Given problem 1: Rewrite the entries in Block 1, swapping "pointer" for "locator" and leaving everything else as it is.

Quoted text:
:::
This syllabus comes from https://lincolnmullen.com/courses/data.2023/.
Only the online version of this syllabus is authoritative, and it may be updated as necessary.
In this course you will learn to use computational methods to create historical interpretations. You will work with historical data, which includes finding, gathering, manipulating, analyzing, visualizing, and arguing from datasets, with special attention to geospatial, textual, and network data. These methods will be taught primarily using programming languages for data analysis. While data analysis methods can be applied to many topics and time periods, they cannot be understood separate from how the discipline forms meaningful questions and interpretations, nor divorced from the particularities of the sources and histories of some specific topic. You will therefore work through a series of example problems using datasets from the history of the nineteenth-century United States, and then apply the methods to write a research paper using a dataset from your own historical field.
After taking this course, you will be able to
- gather historical data from print and manuscript sources; use existing historical data sets; clean, tidy, and manipulate data; perform exploratory data analysis; create common visualizations; work with geospatial, textual, and network data.
- write scripts using the R programming language and its extensive set of packages, as well as gain a basic understanding of data visualization for the web.
- understand the place of data analysis and visualization within the field of digital history and the discipline of history.
- conceive of and execute a short research project in computational history.
Most required readings are available online or through the GMU libraries. These are the main books that we will be using.
- Hadley Wickham and Garrett Grolemund, R for Data Science: Import, Tidy, Transform, Visualize, and Model Data (O’Reilly, 2017). ISBN: 978-1491910399.
- Kieran Healy, Data Visualization: A Practical Introduction (Princeton University Press, 2018). ISBN: 978-0691181622.
:::
Given entries:
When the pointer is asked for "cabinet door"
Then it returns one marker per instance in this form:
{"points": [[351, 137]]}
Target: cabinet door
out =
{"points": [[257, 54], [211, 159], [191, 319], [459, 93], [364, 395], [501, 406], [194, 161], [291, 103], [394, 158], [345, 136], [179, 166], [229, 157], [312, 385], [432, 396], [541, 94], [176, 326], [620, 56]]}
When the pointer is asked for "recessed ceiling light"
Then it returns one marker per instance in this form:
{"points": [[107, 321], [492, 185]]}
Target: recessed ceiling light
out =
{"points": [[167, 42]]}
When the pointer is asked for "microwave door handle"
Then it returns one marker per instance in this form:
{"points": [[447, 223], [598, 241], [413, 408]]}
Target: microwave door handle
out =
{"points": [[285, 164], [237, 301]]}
:::
Given problem 2: Name every kind of data that the syllabus says gets special attention in the course.

Expected answer 1:
When the locator is asked for "cabinet door"
Then it returns one marker per instance in this form:
{"points": [[351, 137]]}
Target: cabinet door
out =
{"points": [[257, 54], [211, 159], [191, 319], [459, 93], [364, 395], [501, 406], [194, 161], [291, 103], [394, 158], [345, 136], [179, 166], [229, 157], [312, 385], [432, 396], [541, 94], [176, 326], [620, 56]]}
When the locator is asked for "recessed ceiling light"
Then it returns one marker per instance in this form:
{"points": [[107, 321], [492, 185]]}
Target: recessed ceiling light
out =
{"points": [[167, 42]]}
When the locator is asked for "microwave door handle"
Then it returns one marker per instance in this form:
{"points": [[447, 223], [598, 241], [413, 408]]}
Target: microwave door handle
out =
{"points": [[285, 164], [237, 301]]}

Expected answer 2:
- geospatial
- textual
- network